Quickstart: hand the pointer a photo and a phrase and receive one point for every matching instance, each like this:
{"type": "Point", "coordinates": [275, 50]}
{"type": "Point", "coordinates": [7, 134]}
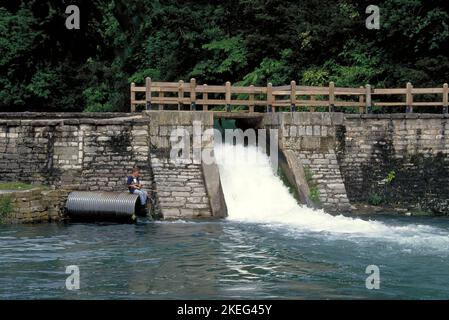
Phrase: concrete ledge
{"type": "Point", "coordinates": [214, 190]}
{"type": "Point", "coordinates": [179, 118]}
{"type": "Point", "coordinates": [396, 116]}
{"type": "Point", "coordinates": [292, 168]}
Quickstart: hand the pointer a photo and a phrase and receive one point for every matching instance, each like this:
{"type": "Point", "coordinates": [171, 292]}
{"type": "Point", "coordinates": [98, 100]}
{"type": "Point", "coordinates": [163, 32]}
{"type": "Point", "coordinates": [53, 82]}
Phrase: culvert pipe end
{"type": "Point", "coordinates": [102, 206]}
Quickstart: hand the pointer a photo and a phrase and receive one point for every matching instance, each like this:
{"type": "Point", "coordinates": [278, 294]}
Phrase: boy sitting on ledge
{"type": "Point", "coordinates": [136, 187]}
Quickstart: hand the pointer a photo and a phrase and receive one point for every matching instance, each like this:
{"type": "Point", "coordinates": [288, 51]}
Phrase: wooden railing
{"type": "Point", "coordinates": [285, 98]}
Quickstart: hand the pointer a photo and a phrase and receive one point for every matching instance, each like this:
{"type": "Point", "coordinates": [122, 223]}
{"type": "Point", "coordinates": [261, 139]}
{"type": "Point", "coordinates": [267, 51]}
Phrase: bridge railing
{"type": "Point", "coordinates": [179, 95]}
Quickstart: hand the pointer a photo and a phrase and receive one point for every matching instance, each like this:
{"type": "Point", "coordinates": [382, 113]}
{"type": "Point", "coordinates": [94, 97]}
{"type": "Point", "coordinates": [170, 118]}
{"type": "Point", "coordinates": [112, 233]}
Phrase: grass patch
{"type": "Point", "coordinates": [5, 208]}
{"type": "Point", "coordinates": [16, 186]}
{"type": "Point", "coordinates": [314, 192]}
{"type": "Point", "coordinates": [375, 199]}
{"type": "Point", "coordinates": [291, 188]}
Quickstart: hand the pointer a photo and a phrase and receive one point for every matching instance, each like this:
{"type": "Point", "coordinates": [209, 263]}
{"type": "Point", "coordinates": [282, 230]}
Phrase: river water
{"type": "Point", "coordinates": [268, 248]}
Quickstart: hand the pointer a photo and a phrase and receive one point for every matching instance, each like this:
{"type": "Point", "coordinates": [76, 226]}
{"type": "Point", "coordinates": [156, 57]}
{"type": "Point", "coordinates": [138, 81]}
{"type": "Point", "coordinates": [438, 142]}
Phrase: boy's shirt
{"type": "Point", "coordinates": [132, 180]}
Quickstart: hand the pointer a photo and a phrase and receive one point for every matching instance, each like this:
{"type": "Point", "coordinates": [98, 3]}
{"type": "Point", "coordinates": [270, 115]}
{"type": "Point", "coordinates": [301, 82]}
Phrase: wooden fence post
{"type": "Point", "coordinates": [270, 97]}
{"type": "Point", "coordinates": [293, 96]}
{"type": "Point", "coordinates": [148, 92]}
{"type": "Point", "coordinates": [161, 96]}
{"type": "Point", "coordinates": [368, 100]}
{"type": "Point", "coordinates": [192, 94]}
{"type": "Point", "coordinates": [331, 96]}
{"type": "Point", "coordinates": [251, 98]}
{"type": "Point", "coordinates": [362, 102]}
{"type": "Point", "coordinates": [445, 98]}
{"type": "Point", "coordinates": [133, 97]}
{"type": "Point", "coordinates": [409, 98]}
{"type": "Point", "coordinates": [205, 97]}
{"type": "Point", "coordinates": [228, 96]}
{"type": "Point", "coordinates": [312, 108]}
{"type": "Point", "coordinates": [180, 94]}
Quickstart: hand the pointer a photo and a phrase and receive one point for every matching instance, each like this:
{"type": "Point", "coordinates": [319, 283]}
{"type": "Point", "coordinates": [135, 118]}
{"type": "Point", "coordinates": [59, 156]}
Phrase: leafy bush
{"type": "Point", "coordinates": [5, 208]}
{"type": "Point", "coordinates": [375, 199]}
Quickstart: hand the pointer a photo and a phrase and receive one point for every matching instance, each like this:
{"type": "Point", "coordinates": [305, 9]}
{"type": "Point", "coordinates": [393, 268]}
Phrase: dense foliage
{"type": "Point", "coordinates": [44, 66]}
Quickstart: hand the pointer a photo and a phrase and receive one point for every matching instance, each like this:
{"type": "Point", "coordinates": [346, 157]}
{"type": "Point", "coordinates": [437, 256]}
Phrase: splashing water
{"type": "Point", "coordinates": [255, 194]}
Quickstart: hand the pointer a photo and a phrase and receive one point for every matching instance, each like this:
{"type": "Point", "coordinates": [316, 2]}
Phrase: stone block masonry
{"type": "Point", "coordinates": [182, 185]}
{"type": "Point", "coordinates": [96, 152]}
{"type": "Point", "coordinates": [31, 206]}
{"type": "Point", "coordinates": [401, 159]}
{"type": "Point", "coordinates": [311, 137]}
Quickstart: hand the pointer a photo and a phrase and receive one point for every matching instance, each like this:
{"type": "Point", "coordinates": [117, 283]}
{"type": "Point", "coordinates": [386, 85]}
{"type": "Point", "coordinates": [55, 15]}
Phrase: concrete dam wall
{"type": "Point", "coordinates": [333, 158]}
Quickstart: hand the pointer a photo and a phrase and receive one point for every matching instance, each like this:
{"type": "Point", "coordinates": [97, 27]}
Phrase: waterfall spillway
{"type": "Point", "coordinates": [254, 193]}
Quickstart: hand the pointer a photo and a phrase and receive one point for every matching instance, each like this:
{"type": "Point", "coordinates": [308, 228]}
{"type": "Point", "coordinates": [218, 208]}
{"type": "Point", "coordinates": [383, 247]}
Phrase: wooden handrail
{"type": "Point", "coordinates": [289, 96]}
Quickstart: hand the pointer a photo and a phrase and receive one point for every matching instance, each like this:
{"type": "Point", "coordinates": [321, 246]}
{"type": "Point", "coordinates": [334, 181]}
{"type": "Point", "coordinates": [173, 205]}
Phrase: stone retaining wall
{"type": "Point", "coordinates": [312, 138]}
{"type": "Point", "coordinates": [31, 206]}
{"type": "Point", "coordinates": [181, 186]}
{"type": "Point", "coordinates": [412, 148]}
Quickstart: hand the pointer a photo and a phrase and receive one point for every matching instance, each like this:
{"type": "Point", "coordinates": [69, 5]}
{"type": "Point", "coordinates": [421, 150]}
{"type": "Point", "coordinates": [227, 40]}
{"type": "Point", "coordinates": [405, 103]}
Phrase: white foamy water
{"type": "Point", "coordinates": [255, 194]}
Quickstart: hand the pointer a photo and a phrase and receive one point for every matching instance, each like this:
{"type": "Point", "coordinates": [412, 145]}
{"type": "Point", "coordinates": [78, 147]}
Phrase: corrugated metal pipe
{"type": "Point", "coordinates": [103, 206]}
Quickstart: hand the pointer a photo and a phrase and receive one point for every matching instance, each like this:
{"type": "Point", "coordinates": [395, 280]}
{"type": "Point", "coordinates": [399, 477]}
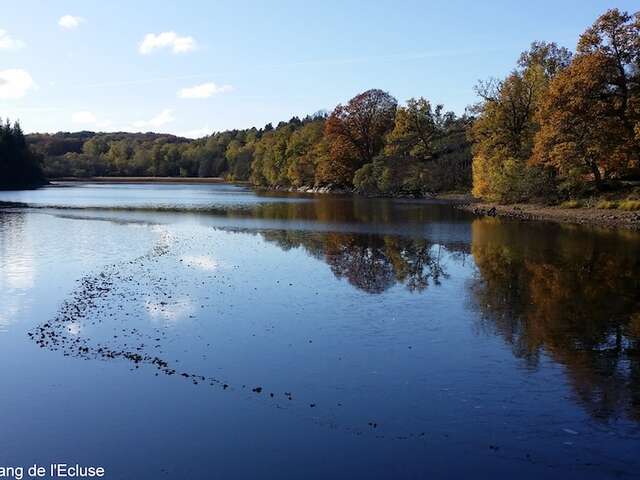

* **What the exercise asks**: The goal is an exact reprint of the entries, leaving out the pictures.

* **Response for this exercise**:
Quickstart: hand the pointer a photo and a phrase and receive one point for every matching instance, each like this:
{"type": "Point", "coordinates": [275, 50]}
{"type": "Point", "coordinates": [7, 134]}
Phrase: concrete ledge
{"type": "Point", "coordinates": [214, 190]}
{"type": "Point", "coordinates": [179, 118]}
{"type": "Point", "coordinates": [396, 116]}
{"type": "Point", "coordinates": [292, 168]}
Quickstart: hand the pointer a photo and a phrase and receive one point for every matching instance, each like this:
{"type": "Point", "coordinates": [171, 292]}
{"type": "Point", "coordinates": [98, 100]}
{"type": "Point", "coordinates": [163, 32]}
{"type": "Point", "coordinates": [53, 82]}
Phrase: culvert pipe end
{"type": "Point", "coordinates": [102, 206]}
Quickstart: hand the pointer a photo and a phrase and receive one point for every matching instance, each like this:
{"type": "Point", "coordinates": [278, 294]}
Phrase: boy sitting on ledge
{"type": "Point", "coordinates": [136, 187]}
Quickstart: hand the pointer a photo and a phrase and receive one point for every matching instance, each like this:
{"type": "Point", "coordinates": [288, 51]}
Phrase: wooden railing
{"type": "Point", "coordinates": [285, 98]}
Quickstart: hand the pointer a photo and a phrase and receive one point for every matching instance, each like this:
{"type": "Point", "coordinates": [122, 223]}
{"type": "Point", "coordinates": [261, 139]}
{"type": "Point", "coordinates": [267, 51]}
Phrase: bridge railing
{"type": "Point", "coordinates": [179, 95]}
Quickstart: hand the pointer a photo and a phrase and receive one point for every matching instance, each like this:
{"type": "Point", "coordinates": [382, 113]}
{"type": "Point", "coordinates": [94, 97]}
{"type": "Point", "coordinates": [170, 118]}
{"type": "Point", "coordinates": [112, 233]}
Phrase: grass patch
{"type": "Point", "coordinates": [5, 208]}
{"type": "Point", "coordinates": [16, 186]}
{"type": "Point", "coordinates": [314, 192]}
{"type": "Point", "coordinates": [375, 199]}
{"type": "Point", "coordinates": [291, 188]}
Quickstart: hand the pointer a photo and a phrase and receive one point for every matching instance, each like this:
{"type": "Point", "coordinates": [209, 263]}
{"type": "Point", "coordinates": [282, 230]}
Phrase: river water
{"type": "Point", "coordinates": [268, 248]}
Quickstart: hand the pointer a photo and a phrase and receive one point for every matching instance, each like this:
{"type": "Point", "coordinates": [76, 226]}
{"type": "Point", "coordinates": [156, 57]}
{"type": "Point", "coordinates": [138, 81]}
{"type": "Point", "coordinates": [438, 142]}
Phrase: boy's shirt
{"type": "Point", "coordinates": [132, 180]}
Quickstart: hand the pointer a photo and a phrase and receive one point for every matching instance, each like this:
{"type": "Point", "coordinates": [98, 3]}
{"type": "Point", "coordinates": [270, 115]}
{"type": "Point", "coordinates": [301, 82]}
Phrase: wooden fence post
{"type": "Point", "coordinates": [270, 97]}
{"type": "Point", "coordinates": [293, 96]}
{"type": "Point", "coordinates": [148, 92]}
{"type": "Point", "coordinates": [161, 96]}
{"type": "Point", "coordinates": [368, 100]}
{"type": "Point", "coordinates": [192, 94]}
{"type": "Point", "coordinates": [331, 96]}
{"type": "Point", "coordinates": [251, 98]}
{"type": "Point", "coordinates": [362, 102]}
{"type": "Point", "coordinates": [445, 98]}
{"type": "Point", "coordinates": [133, 97]}
{"type": "Point", "coordinates": [409, 98]}
{"type": "Point", "coordinates": [205, 97]}
{"type": "Point", "coordinates": [228, 96]}
{"type": "Point", "coordinates": [312, 108]}
{"type": "Point", "coordinates": [180, 94]}
Quickstart: hand the pointer a photo and a phrase and receive one point for every matching instance, each like this:
{"type": "Point", "coordinates": [319, 283]}
{"type": "Point", "coordinates": [135, 118]}
{"type": "Point", "coordinates": [59, 156]}
Phrase: leafy bush
{"type": "Point", "coordinates": [5, 208]}
{"type": "Point", "coordinates": [375, 199]}
Quickstart: hand the pointer a photo and a phrase and receive one point for every matching instance, each like this:
{"type": "Point", "coordinates": [305, 9]}
{"type": "Point", "coordinates": [393, 268]}
Phrase: dense foliage
{"type": "Point", "coordinates": [44, 66]}
Quickstart: hand the pointer a photo and a phrase and receive one point for every matching instance, each like this:
{"type": "Point", "coordinates": [346, 157]}
{"type": "Point", "coordinates": [437, 256]}
Phrase: splashing water
{"type": "Point", "coordinates": [255, 194]}
Quickstart: hand the pointer a photo and a phrase and receive one point for every matching instance, each like this:
{"type": "Point", "coordinates": [316, 2]}
Phrase: stone block masonry
{"type": "Point", "coordinates": [182, 185]}
{"type": "Point", "coordinates": [96, 152]}
{"type": "Point", "coordinates": [31, 206]}
{"type": "Point", "coordinates": [401, 159]}
{"type": "Point", "coordinates": [311, 137]}
Quickstart: hand the pointer a photo and a phrase and receive one point for every matching instance, each like this:
{"type": "Point", "coordinates": [117, 283]}
{"type": "Point", "coordinates": [386, 85]}
{"type": "Point", "coordinates": [55, 15]}
Phrase: concrete dam wall
{"type": "Point", "coordinates": [333, 158]}
Quickstart: hand the pointer a photo and a phrase and receive one point for every matching instance, each like this:
{"type": "Point", "coordinates": [97, 27]}
Phrase: waterfall spillway
{"type": "Point", "coordinates": [254, 193]}
Quickstart: hand the pointer a photo and a phrase and receive one point for every matching instance, each like this:
{"type": "Point", "coordinates": [308, 228]}
{"type": "Point", "coordinates": [218, 208]}
{"type": "Point", "coordinates": [383, 247]}
Phrase: wooden handrail
{"type": "Point", "coordinates": [289, 96]}
Quickstart: hand the pointer a photo and a phrase and receive one point for every matching instance, each like this:
{"type": "Point", "coordinates": [321, 246]}
{"type": "Point", "coordinates": [334, 181]}
{"type": "Point", "coordinates": [173, 205]}
Phrase: stone retaining wall
{"type": "Point", "coordinates": [312, 138]}
{"type": "Point", "coordinates": [31, 206]}
{"type": "Point", "coordinates": [181, 186]}
{"type": "Point", "coordinates": [412, 148]}
Quickstart: hand the pointer a photo and a phrase and receive one point for every matching instance, each like this:
{"type": "Point", "coordinates": [69, 5]}
{"type": "Point", "coordinates": [421, 150]}
{"type": "Point", "coordinates": [227, 40]}
{"type": "Point", "coordinates": [405, 103]}
Phrase: white foamy water
{"type": "Point", "coordinates": [255, 194]}
Quickstart: hand the pointer a photo and a phrase and receive one point for every matching instance, each like this:
{"type": "Point", "coordinates": [412, 145]}
{"type": "Point", "coordinates": [78, 147]}
Phrase: corrugated metal pipe
{"type": "Point", "coordinates": [103, 206]}
Quickstart: hand the pointer a photo and a phrase and receive one point for every matching instance, each like this:
{"type": "Point", "coordinates": [395, 280]}
{"type": "Point", "coordinates": [399, 477]}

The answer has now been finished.